[Explore the material]
[A] Answer these from the passage on animal welfare charities:
(i) What percentage of ADCH members report having furloughed staff under the job retention scheme?
(ii) What must still be paid on charity shop premises even though the shops cannot open?
(iii) What did some ADCH members feel they were being penalized for when seeking Government grants?
[B] Continue the passage on animal welfare charities from its final sentence.

** Opening Supplied passage block **

If a rescue were required to close its doors, the need for which it is catering does not go away or diminish. Consequently, the pressure will only increase elsewhere in the sector.
Animal welfare charities are using the Government’s furlough scheme to avoid making their staff redundant. Through the Coronavirus Job Retention Scheme (CJRS), the Government will pay 80% of their salaries up to £2500 a month from March to June. 32% of ADCH members report that they have furloughed staff under this scheme.
While this is welcome, this can create issues for charities. Some of the conditionality applied to the Government’s Coronavirus Job Retention Scheme (CJRS) makes the scheme less flexible for charities. Many charities have expressed some concern both on the operability of the scheme and clarity about how and when payments will be received.
This lso the case for charity shops, which are a vital part of a charity’s financial make up yet cannot currently open. However, rents on premises must still be paid.
Many ADCH members reported difficulties in accessing Government grants and that the process was too complicated. In particular, some felt they were being penalised for having reserves, despite this being a requirement for charities. When asked what would help, one ADCH member responded calling for ‘unrestricted grants for core funding that enables grassroots organisations like ours to survive.’ This answer was typical of the feedback ADCH receives from its members. ADCH would appreciate the opportunity to discuss these experiences in more depth with the Government, to give further consideration as to how more unrestricted funding pots can be made available.

** Closing Supplied passage block **
** Opening Information provided block **

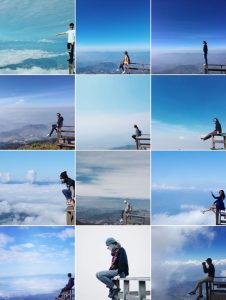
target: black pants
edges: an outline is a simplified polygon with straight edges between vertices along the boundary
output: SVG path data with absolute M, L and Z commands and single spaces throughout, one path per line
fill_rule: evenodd
M 207 53 L 204 53 L 205 64 L 208 65 Z
M 70 63 L 73 63 L 73 61 L 74 61 L 74 48 L 75 48 L 75 44 L 67 43 L 67 49 L 68 49 Z
M 53 124 L 53 125 L 52 125 L 52 130 L 50 131 L 49 136 L 51 136 L 51 135 L 53 134 L 54 131 L 57 132 L 57 125 L 56 125 L 56 124 Z

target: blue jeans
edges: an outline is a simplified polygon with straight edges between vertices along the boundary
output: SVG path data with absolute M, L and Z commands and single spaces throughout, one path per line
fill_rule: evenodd
M 71 200 L 72 195 L 71 195 L 71 191 L 69 189 L 62 190 L 62 193 L 64 194 L 64 196 L 67 200 Z
M 112 278 L 118 275 L 118 270 L 109 270 L 109 271 L 101 271 L 97 272 L 96 277 L 98 280 L 103 282 L 110 289 L 113 288 L 114 282 Z

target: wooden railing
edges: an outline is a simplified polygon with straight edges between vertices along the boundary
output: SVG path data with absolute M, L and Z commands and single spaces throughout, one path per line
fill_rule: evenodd
M 142 134 L 136 137 L 136 148 L 137 150 L 150 149 L 150 134 Z
M 73 129 L 70 129 L 73 128 Z M 75 127 L 63 126 L 57 131 L 58 146 L 62 148 L 75 148 Z
M 206 282 L 206 300 L 226 299 L 226 277 L 215 277 L 213 282 Z
M 147 288 L 147 282 L 150 277 L 127 277 L 120 278 L 118 286 L 121 288 L 119 294 L 113 300 L 147 300 L 150 299 L 150 289 Z M 131 290 L 131 282 L 135 282 L 137 288 L 135 291 Z
M 219 140 L 217 138 L 222 137 L 223 139 Z M 223 148 L 217 148 L 217 144 L 223 144 Z M 220 133 L 212 136 L 212 148 L 211 150 L 226 150 L 226 133 Z
M 218 65 L 218 64 L 204 64 L 204 73 L 208 74 L 209 72 L 218 72 L 221 74 L 226 74 L 226 65 Z

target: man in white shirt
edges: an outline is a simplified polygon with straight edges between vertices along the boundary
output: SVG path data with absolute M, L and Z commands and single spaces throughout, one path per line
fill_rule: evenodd
M 68 42 L 67 42 L 67 49 L 69 53 L 69 63 L 73 63 L 74 61 L 74 47 L 75 47 L 75 29 L 74 29 L 74 23 L 69 24 L 69 30 L 66 32 L 60 32 L 58 35 L 68 35 Z

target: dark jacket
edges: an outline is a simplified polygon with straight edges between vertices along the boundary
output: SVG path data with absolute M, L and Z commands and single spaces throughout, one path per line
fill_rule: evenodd
M 111 265 L 110 270 L 118 270 L 118 275 L 125 276 L 129 275 L 129 266 L 128 266 L 128 259 L 126 255 L 126 251 L 124 248 L 120 247 L 116 249 L 116 256 L 115 252 L 112 252 L 114 264 Z
M 217 199 L 214 201 L 214 204 L 216 204 L 217 210 L 225 210 L 225 205 L 224 205 L 224 198 L 222 196 L 214 196 L 213 193 L 211 193 L 214 199 Z
M 58 128 L 63 127 L 63 123 L 64 123 L 64 118 L 62 116 L 60 116 L 57 120 L 57 127 Z
M 215 124 L 215 130 L 219 131 L 219 133 L 222 133 L 222 128 L 220 122 L 216 122 Z
M 67 285 L 65 286 L 65 289 L 71 290 L 74 286 L 74 278 L 69 278 Z
M 215 277 L 215 268 L 213 264 L 210 264 L 208 267 L 206 267 L 206 264 L 203 264 L 203 271 L 204 273 L 208 273 L 209 277 Z

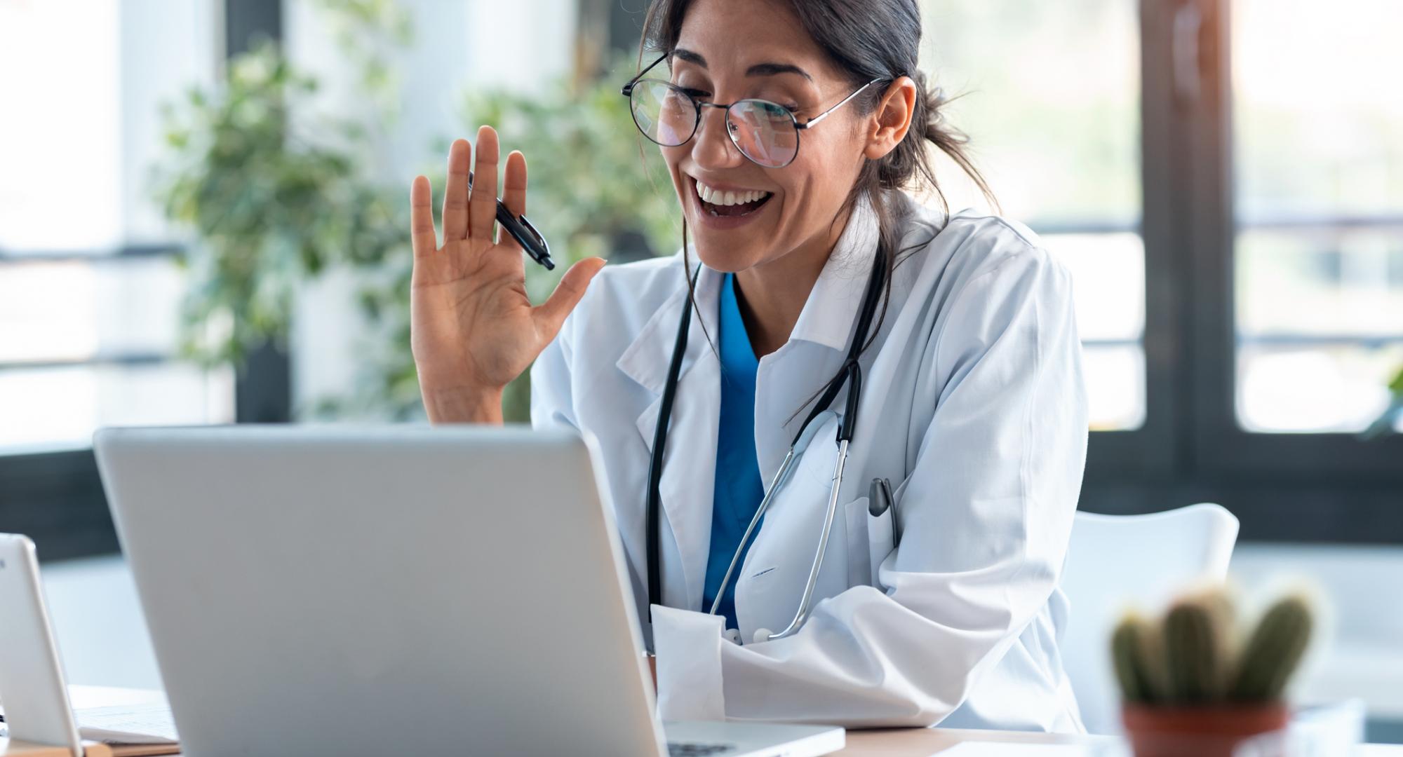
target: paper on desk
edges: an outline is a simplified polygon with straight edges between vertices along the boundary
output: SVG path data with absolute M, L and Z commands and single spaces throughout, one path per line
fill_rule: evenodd
M 936 753 L 936 757 L 1093 757 L 1096 754 L 1096 750 L 1082 744 L 965 742 Z

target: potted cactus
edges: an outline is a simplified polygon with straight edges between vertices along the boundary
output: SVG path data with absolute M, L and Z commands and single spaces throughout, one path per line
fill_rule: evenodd
M 1179 599 L 1157 621 L 1128 614 L 1111 656 L 1135 756 L 1230 757 L 1239 743 L 1284 729 L 1284 693 L 1312 627 L 1301 593 L 1277 600 L 1244 635 L 1221 589 Z

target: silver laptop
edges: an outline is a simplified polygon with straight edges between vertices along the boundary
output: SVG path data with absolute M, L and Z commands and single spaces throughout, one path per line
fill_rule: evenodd
M 568 433 L 104 429 L 187 754 L 826 754 L 659 723 L 612 512 Z

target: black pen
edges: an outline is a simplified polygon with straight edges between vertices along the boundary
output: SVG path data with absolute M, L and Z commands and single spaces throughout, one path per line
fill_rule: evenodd
M 473 172 L 467 172 L 467 188 L 473 189 Z M 546 237 L 536 231 L 536 227 L 526 220 L 526 216 L 513 216 L 506 207 L 506 203 L 497 198 L 497 223 L 502 224 L 502 229 L 512 236 L 522 250 L 530 255 L 530 259 L 546 266 L 546 271 L 554 271 L 556 262 L 550 259 L 550 245 L 546 244 Z

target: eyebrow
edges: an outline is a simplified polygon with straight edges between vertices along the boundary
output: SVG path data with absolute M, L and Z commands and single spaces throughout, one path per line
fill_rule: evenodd
M 706 67 L 706 57 L 702 57 L 700 53 L 694 53 L 694 52 L 692 52 L 689 49 L 685 49 L 685 48 L 676 48 L 676 49 L 672 50 L 672 55 L 675 57 L 686 60 L 687 63 L 696 63 L 697 66 L 702 66 L 703 69 Z M 810 81 L 814 81 L 814 77 L 808 76 L 808 71 L 805 71 L 804 69 L 800 69 L 798 66 L 794 66 L 791 63 L 756 63 L 756 64 L 751 66 L 749 69 L 745 69 L 745 76 L 774 76 L 774 74 L 781 74 L 781 73 L 797 73 L 797 74 L 803 76 L 804 79 L 807 79 Z

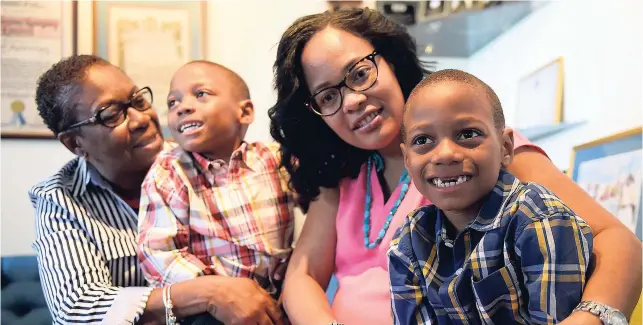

** Closing Information provided block **

[Answers by item]
[A]
(i) 32%
(ii) Rents
(iii) Having reserves

[B]
In addition, some funds established for charities are not being crafted in a way that accounts for the realities of charitable sectors. When the Government announced its £750 million package for the charity sector, its focus was on community organisations. Many ADCH members provide support for their communities through animal care and outreach. The Minister for Digital, Culture, Media and Sport also said charities that address loneliness should also be prioritised. Many animal welfare charities tackle loneliness through contact with animals, providing comfort to isolated members of society.
ADCH would welcome clearer insight into the decision-making processes for these grants to prevent charities from feeling disenfranchised unintentionally for Government support.
Like many organisations in the current situation, ADCH members are concerned about the future and uncertain about the present. They need clear, sustained and timely information and guidance to navigate the crisis as best they can, protecting their organisations from closure and ensuring the welfare of animals. This requirement will not end when people return to offices and schools reopen – an open dialogue between rescue charities and Government is going to be essential long-term as the pressures on animal charities change.
One member commented that they needed, ‘clear, concise and accurate information. There is so much confusion around what is permitted.’
ADCH recommends that the Government remains open to responding to comments and enquiries from the animal welfare sector; as it has been thus far; which has been entirely welcome. It urges the Government to consider animal welfare when issuing guidance on lockdown procedures, advice for charities and impact on communities. ADCH encourages the Government to publicise any updates and engage with the sector whenever it requires information or feedback on relevant points; recognising that the financial pressures in particular on rescues are unlikely to diminish soon.